How to complete this task: Using the records that appear below, write out exactly the lines from the one with "path with a single marker." through the one with "Target: short dark hair", keeping both end lines.

[[ Data records open ]]

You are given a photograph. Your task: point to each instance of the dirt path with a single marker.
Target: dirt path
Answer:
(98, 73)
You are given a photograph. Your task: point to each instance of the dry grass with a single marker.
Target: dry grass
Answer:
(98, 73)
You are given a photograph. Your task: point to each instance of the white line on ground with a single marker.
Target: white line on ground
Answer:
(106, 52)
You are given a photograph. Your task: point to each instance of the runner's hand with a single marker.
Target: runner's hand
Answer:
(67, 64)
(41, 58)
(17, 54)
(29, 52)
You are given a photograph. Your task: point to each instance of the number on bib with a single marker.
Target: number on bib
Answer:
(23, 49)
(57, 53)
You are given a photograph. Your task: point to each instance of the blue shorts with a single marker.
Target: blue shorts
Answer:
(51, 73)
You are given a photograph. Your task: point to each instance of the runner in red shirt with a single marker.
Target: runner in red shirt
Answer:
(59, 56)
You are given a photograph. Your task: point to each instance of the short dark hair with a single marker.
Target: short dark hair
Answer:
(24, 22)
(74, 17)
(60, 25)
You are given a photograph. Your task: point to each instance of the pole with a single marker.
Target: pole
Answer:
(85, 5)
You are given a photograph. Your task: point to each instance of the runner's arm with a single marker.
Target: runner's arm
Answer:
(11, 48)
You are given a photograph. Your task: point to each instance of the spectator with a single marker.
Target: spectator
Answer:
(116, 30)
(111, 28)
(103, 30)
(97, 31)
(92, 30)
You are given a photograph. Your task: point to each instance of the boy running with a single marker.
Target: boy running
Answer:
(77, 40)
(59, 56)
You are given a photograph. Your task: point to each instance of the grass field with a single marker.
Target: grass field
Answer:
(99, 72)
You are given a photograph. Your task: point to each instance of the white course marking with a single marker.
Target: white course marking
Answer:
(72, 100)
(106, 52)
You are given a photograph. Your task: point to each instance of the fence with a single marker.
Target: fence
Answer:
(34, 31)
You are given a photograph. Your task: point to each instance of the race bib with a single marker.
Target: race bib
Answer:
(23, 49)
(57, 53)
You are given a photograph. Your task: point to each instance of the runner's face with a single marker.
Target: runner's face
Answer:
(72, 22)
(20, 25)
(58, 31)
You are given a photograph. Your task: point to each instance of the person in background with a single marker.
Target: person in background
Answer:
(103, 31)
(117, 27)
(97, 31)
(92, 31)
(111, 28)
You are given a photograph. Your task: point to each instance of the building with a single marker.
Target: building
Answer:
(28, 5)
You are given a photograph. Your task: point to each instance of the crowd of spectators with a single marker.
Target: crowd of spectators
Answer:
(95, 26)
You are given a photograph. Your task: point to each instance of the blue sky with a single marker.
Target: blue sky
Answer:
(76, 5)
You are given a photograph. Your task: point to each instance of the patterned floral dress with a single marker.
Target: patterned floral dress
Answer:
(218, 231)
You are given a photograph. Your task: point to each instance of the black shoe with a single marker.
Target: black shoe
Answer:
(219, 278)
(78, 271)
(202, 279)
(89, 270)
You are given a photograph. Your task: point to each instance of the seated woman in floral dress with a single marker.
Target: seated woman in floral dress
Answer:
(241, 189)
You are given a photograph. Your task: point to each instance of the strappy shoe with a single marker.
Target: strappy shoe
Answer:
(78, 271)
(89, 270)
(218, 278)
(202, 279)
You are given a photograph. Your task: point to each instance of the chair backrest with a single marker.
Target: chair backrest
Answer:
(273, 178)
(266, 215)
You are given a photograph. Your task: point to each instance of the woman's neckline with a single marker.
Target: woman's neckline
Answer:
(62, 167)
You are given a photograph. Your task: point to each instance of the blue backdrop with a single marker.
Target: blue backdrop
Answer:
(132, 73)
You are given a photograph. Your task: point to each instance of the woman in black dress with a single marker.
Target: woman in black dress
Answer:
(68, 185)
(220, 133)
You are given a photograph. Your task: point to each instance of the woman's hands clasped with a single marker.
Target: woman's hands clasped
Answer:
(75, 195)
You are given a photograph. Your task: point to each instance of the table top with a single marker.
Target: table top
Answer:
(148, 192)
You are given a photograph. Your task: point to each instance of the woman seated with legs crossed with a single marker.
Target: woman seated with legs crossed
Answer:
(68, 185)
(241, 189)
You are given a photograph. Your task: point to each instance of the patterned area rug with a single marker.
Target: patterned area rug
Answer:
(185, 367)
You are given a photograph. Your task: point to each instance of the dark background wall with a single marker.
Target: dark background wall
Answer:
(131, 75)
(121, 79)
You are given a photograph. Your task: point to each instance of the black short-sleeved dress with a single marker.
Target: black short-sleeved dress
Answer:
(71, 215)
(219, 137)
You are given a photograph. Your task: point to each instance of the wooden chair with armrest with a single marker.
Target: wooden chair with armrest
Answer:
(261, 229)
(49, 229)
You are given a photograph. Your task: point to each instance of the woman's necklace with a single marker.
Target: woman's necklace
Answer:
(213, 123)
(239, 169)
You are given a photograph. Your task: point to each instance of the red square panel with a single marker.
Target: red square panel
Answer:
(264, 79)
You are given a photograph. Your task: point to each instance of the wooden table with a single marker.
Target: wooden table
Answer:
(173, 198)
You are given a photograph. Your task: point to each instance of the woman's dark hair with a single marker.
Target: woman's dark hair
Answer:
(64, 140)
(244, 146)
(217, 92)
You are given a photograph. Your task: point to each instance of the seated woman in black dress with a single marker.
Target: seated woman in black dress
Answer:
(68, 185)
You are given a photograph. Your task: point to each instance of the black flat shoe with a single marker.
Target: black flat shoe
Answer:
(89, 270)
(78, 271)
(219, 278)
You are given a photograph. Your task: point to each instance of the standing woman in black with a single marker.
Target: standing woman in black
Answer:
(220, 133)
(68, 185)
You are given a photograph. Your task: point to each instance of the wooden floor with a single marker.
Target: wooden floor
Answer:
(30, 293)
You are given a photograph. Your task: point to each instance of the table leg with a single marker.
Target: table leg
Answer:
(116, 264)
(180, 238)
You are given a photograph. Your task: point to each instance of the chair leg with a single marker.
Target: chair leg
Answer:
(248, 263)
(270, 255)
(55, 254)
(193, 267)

[[ Data records closed ]]
[[ Data records open ]]

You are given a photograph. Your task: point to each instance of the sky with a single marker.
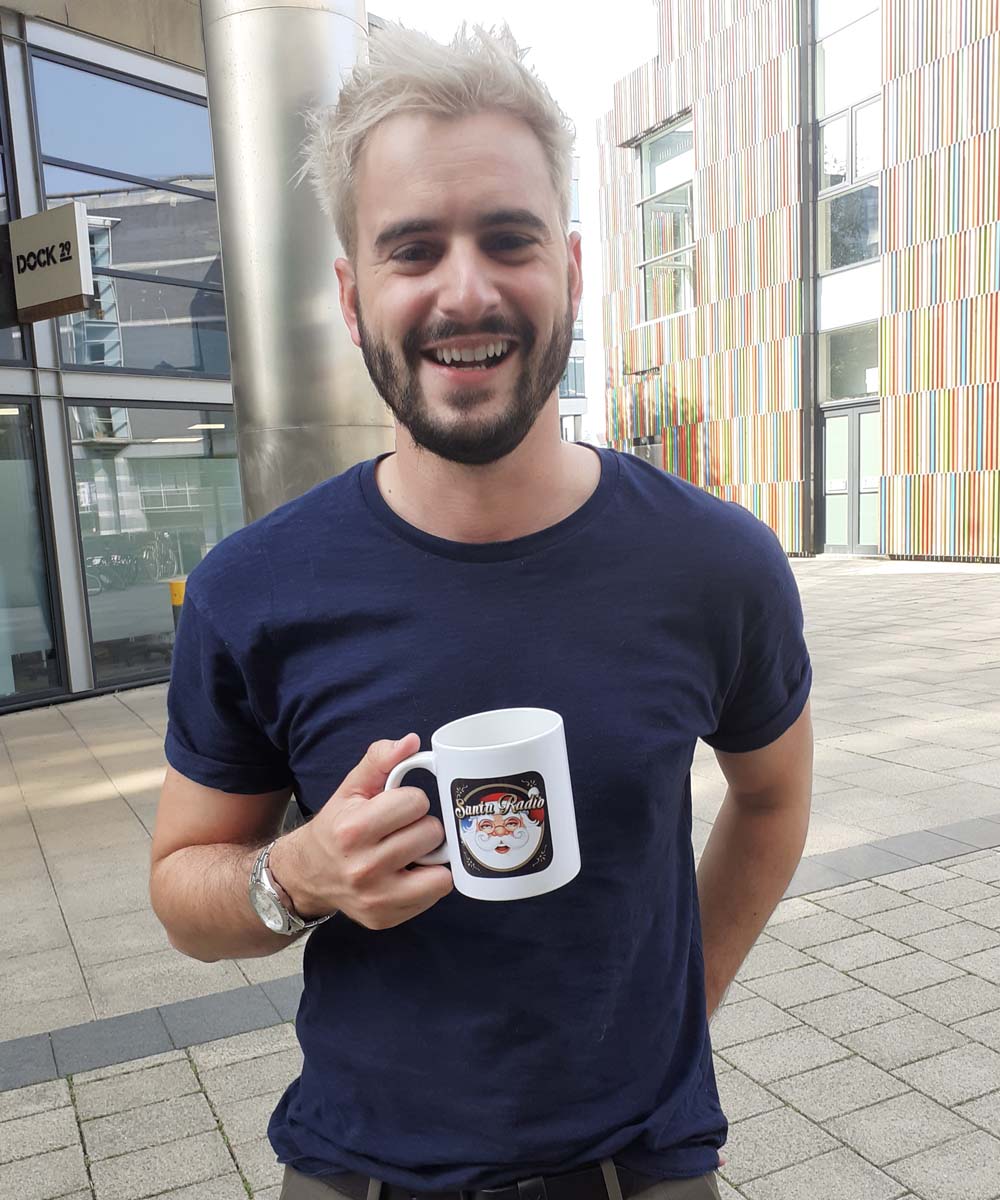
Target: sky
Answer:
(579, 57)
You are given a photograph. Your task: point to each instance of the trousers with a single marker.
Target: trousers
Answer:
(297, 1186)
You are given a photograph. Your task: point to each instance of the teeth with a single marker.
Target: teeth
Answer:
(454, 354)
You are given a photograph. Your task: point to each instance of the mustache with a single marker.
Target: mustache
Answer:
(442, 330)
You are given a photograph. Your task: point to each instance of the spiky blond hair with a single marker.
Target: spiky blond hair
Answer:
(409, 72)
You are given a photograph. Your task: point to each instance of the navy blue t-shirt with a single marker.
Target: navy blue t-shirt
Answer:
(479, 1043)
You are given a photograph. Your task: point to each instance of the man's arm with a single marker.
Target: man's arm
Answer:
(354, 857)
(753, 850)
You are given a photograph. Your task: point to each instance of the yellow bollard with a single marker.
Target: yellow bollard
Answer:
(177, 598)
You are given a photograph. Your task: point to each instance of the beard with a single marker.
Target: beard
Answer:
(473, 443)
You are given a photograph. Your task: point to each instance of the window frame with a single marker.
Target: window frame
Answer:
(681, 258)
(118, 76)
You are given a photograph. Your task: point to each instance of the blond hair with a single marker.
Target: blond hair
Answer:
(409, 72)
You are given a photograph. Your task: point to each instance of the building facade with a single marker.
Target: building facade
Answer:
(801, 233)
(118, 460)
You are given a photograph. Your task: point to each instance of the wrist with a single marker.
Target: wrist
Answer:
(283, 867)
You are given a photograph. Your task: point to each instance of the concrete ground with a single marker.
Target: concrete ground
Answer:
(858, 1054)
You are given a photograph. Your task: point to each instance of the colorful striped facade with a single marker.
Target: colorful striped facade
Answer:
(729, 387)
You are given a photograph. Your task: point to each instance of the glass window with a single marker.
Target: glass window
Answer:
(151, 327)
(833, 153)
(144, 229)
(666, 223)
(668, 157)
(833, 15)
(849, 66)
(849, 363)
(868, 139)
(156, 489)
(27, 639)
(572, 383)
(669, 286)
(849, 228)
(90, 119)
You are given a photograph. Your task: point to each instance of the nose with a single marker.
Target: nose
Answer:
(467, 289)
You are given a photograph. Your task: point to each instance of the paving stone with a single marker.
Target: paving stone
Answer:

[[ Data records closed ]]
[[ Data records open ]]

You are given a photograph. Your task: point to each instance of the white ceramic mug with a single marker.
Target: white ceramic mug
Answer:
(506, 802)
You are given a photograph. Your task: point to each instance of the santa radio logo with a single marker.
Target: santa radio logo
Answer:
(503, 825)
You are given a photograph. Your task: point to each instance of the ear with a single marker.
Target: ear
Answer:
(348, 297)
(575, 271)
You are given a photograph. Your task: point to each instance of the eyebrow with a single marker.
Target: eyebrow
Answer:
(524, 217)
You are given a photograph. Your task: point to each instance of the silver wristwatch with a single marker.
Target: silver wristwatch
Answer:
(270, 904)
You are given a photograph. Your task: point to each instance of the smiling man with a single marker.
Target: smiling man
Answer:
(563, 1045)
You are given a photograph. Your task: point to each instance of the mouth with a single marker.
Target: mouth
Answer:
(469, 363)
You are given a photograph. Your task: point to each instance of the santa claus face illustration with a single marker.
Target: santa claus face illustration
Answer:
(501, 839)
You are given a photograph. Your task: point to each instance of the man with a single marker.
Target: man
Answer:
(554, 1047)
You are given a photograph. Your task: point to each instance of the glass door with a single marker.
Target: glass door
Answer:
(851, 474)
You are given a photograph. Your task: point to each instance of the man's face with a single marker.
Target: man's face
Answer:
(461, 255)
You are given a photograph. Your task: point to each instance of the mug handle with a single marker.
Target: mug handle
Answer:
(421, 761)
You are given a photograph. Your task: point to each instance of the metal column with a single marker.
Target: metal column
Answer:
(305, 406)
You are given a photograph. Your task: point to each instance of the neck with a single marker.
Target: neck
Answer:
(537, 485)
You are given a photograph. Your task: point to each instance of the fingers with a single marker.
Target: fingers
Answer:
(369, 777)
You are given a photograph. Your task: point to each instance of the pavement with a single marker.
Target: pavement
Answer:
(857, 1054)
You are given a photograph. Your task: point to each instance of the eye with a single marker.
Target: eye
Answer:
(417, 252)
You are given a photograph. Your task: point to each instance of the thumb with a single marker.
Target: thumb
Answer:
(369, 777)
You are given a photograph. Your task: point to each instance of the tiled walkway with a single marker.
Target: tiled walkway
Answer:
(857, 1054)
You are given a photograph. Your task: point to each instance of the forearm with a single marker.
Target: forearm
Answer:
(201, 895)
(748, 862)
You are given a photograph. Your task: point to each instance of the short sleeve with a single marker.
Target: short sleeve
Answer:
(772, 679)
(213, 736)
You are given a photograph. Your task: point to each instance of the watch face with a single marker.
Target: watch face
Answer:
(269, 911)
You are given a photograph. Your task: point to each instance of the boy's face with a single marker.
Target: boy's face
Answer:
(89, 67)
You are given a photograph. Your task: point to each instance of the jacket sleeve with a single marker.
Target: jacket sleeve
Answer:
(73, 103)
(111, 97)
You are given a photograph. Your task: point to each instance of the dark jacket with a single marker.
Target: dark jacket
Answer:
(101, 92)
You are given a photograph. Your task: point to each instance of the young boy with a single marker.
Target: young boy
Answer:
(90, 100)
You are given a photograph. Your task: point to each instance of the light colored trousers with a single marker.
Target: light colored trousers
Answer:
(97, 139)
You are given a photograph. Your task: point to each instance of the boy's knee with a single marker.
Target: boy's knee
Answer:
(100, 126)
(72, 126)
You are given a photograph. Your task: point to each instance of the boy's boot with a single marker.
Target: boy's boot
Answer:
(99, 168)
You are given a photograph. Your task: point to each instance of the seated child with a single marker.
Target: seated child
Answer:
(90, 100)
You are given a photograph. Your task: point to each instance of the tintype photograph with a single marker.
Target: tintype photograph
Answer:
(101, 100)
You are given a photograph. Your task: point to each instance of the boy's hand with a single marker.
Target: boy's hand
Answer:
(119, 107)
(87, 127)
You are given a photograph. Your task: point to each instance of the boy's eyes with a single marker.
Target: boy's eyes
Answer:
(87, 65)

[[ Data records closed ]]

Reply:
You are given a photograph. Your task: point to each instance of the dirt path with a single marker.
Target: dirt path
Answer:
(98, 73)
You are given a photograph. Your task: point to each instance of the dry grass with a single marker.
Target: dry grass
Answer:
(98, 73)
You are given a photograph. Your task: point to each instance of the white line on ground with a single marker.
Target: white line on ground
Answer:
(106, 52)
You are given a photograph. Your task: point to each instance of the runner's hand with a single marker.
Target: runner's hand
Answer:
(67, 64)
(41, 58)
(17, 54)
(29, 52)
You are given a photograph. Your task: point to each instance of the number on bib with a single marker.
Target: number on bib
Answer:
(23, 49)
(57, 53)
You are given a photograph. Your task: point to each instance of the blue shorts with a single marker.
Target: blue shorts
Answer:
(51, 73)
You are given a photograph. Your task: point to each instance of the runner in red shirt with a single marker.
Target: runner in red shirt
Answer:
(59, 56)
You are given a photograph. Your task: point to each instance of the short dark hair with a single marker.
Target: short dark hair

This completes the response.